Document passage.
[Start of Attachment]
The effect on curriculum will be further debasement. Today’s jobs-oriented curriculums will become more so, focusing on reading (not writing or literature), mathematics, some science (in some schools replaced by religious “science” like intelligent design), with little or no history or economics (in some schools shaped to the operators’ ideological views). Result: an education ironically less suitable for jobs and increasing unsuitable to citizenship in a democratic society. If government privatizes education, it loses its ability to perpetuate itself as a means to serve abiding public interests because private interests will have obscured or obliterated them.
Privatization involves economics and politics, but values one more than another: profits first, patriotism second. Its thirst for profits is a threat to freedom.
A Personal Note
My experience in the 1980s with the Grace Commission and a Fairfax County, Virginia, Blue Ribbon committee teaches me that the argument for increasing efficiency camouflages the ambition to diminish government authority. Even at the level of efficiency only, claims of bloat depend, not on findings of major waste, fraud, or abuse, but on begging policy questions; claims of savings from efficiency derive from cuts in goods, services, or their quality.
In the early 80s, at President Reagan’s request, J. Peter Grace directed an investigation by the Private Sector Survey on Cost Control known as the Grace Commission. It announced purpose was to identify waste, fraud, and abuse in the federal government—the standard GOP triad of its tirades against government—and to make recommendations to reduce or eliminate them. Committees of businesspeople scrutinized federal operations for efficiencies. A Democratic Congress ignored the Commission report. The report died the victim, not of Democratic, but of Republican, politics. Its real purpose was evident in its recommendations to diminish or dismantle many government programs which were traditional GOP targets.
[End of Attachment]
Source data.
[Start of Attachment]
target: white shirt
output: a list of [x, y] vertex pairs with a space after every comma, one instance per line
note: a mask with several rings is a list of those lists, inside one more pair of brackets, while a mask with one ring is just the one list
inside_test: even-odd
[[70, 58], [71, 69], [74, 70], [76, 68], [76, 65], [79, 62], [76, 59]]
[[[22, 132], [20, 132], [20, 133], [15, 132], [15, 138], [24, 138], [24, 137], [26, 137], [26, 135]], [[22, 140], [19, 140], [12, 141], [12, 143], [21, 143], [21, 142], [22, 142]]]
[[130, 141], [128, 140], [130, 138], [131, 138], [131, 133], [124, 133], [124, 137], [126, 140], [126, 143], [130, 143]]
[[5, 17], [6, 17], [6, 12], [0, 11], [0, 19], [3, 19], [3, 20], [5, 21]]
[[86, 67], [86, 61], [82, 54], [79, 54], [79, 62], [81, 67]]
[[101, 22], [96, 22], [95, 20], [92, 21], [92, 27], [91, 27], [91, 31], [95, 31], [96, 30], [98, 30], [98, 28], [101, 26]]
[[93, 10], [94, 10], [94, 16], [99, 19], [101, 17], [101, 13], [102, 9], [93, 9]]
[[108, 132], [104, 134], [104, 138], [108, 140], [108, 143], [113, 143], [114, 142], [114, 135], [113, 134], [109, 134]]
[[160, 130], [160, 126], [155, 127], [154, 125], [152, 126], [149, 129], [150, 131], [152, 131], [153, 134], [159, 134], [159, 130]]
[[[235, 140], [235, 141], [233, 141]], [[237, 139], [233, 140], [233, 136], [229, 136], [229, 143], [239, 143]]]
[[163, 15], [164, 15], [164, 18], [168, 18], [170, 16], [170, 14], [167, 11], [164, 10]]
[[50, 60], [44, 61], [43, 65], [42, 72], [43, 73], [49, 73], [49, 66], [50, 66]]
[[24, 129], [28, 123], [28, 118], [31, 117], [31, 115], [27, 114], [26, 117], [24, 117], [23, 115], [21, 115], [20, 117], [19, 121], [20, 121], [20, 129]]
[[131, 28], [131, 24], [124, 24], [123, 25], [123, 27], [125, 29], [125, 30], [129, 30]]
[End of Attachment]
Problem statement.
Continue the passage on privatization and the Grace Commission, starting right after its final sentence.

Result.
In the mid 80s, Republicans won control of the Fairfax County Board of Supervisors and immediately chartered committees of Republican businesspeople to investigate many aspects of county government, again, purportedly, to reduce waste, fraud, and abuse. Although legally public, the committees, in contempt of citizens, tried to operate in secret. They announced meetings in fine print in out-of-the-way places, held them in corporate offices during working hours, and did not allow for public participation. In response to widespread outrage or ridicule, the Board rejected all but one of its committee reports. To the consternation of ideologues, the privatization committee, adopted sensible criteria for deciding the conditions which justified privatization on grounds of efficiency. According to them, the committee realized that privatization was not a viable candidate for controlling the costs of any county government operation at the time.
For those who may be interested, I report its criteria. A government decision to privatize an operation for efficiency uses a simple calculation: the total of estimated costs of privatization—continued administration of the operation (contracting, accounting, monitoring, etc.), allocated equipment and facility costs, transfer-of-function costs, and contract costs (business charges for costs and profit)—must be no more than the estimated cost of bloat. In its deliberations, the committee assumed a rule of thumb to justify privatization: bloat must equal about one-fifth, plus or minus, the budget for the operation.